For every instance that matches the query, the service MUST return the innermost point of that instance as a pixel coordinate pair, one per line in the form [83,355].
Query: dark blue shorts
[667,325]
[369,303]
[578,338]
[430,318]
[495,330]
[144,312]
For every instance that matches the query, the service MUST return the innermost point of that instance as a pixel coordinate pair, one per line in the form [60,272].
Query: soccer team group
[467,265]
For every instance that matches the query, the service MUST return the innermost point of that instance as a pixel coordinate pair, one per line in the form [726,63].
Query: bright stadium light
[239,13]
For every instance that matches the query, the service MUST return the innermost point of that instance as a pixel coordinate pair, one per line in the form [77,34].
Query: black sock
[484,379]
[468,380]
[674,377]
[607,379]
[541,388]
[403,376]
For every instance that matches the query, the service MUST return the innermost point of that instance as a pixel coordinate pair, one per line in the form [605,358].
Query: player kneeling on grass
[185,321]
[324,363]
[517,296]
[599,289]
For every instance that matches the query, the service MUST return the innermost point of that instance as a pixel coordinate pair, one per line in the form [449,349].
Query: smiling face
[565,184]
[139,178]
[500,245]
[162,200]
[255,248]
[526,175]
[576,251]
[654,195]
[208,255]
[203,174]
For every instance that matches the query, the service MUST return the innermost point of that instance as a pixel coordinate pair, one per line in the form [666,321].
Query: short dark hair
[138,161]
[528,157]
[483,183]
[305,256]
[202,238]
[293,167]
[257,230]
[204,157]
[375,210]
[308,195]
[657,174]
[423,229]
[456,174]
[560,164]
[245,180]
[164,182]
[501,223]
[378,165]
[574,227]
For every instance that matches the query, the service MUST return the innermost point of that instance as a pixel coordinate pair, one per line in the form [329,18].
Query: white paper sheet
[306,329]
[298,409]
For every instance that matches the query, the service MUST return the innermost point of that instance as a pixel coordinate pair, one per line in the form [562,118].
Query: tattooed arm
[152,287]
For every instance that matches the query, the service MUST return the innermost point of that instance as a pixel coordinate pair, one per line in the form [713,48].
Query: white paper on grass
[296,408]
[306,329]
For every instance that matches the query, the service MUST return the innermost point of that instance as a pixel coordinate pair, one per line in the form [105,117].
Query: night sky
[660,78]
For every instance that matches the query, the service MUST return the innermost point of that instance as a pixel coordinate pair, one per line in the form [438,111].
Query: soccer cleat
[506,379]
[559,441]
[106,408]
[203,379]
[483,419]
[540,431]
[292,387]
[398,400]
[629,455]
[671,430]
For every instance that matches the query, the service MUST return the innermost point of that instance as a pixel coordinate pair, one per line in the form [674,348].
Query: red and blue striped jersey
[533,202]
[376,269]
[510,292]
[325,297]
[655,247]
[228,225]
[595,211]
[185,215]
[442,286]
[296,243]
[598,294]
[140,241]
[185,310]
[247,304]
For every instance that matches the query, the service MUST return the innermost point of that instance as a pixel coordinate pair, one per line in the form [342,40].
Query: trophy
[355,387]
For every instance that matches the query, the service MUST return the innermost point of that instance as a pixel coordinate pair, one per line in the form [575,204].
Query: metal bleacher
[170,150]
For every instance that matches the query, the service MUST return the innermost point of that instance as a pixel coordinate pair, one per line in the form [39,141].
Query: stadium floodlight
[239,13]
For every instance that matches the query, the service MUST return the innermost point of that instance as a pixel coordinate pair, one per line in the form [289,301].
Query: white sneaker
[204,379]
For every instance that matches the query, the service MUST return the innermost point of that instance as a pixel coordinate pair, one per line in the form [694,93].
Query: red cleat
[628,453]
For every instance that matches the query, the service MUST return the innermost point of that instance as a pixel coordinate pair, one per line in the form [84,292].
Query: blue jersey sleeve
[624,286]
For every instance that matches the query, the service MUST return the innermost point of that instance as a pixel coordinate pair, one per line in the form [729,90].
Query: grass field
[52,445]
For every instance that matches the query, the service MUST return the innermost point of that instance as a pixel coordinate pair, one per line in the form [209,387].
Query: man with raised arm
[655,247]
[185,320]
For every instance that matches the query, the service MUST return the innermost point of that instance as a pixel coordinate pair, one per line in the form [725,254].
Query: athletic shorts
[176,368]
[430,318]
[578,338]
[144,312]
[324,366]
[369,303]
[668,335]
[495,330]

Problem requirements:
List everything from the line containing "the form [729,90]." down to the end of the records as a numbered list, leaving out any blank lines.

Task solution:
1. For every instance that matches the query, the service MUST return the innermost point of that instance as a pixel coordinate pair, one per line in the form [729,90].
2. Query: grass field
3. [52,445]
4. For every instance that matches the query, the service MUST return the innermost point of that instance as a pixel coordinate pair, one per line in the form [209,387].
5. Query: man with raised arm
6. [655,247]
7. [185,320]
8. For every instance that matches the query, the service MUST return the innermost point of that instance as a pixel coordinate pair, one per line in the form [725,254].
9. Query: athletic shorts
10. [176,368]
11. [430,318]
12. [578,338]
13. [144,312]
14. [324,366]
15. [369,303]
16. [668,335]
17. [495,330]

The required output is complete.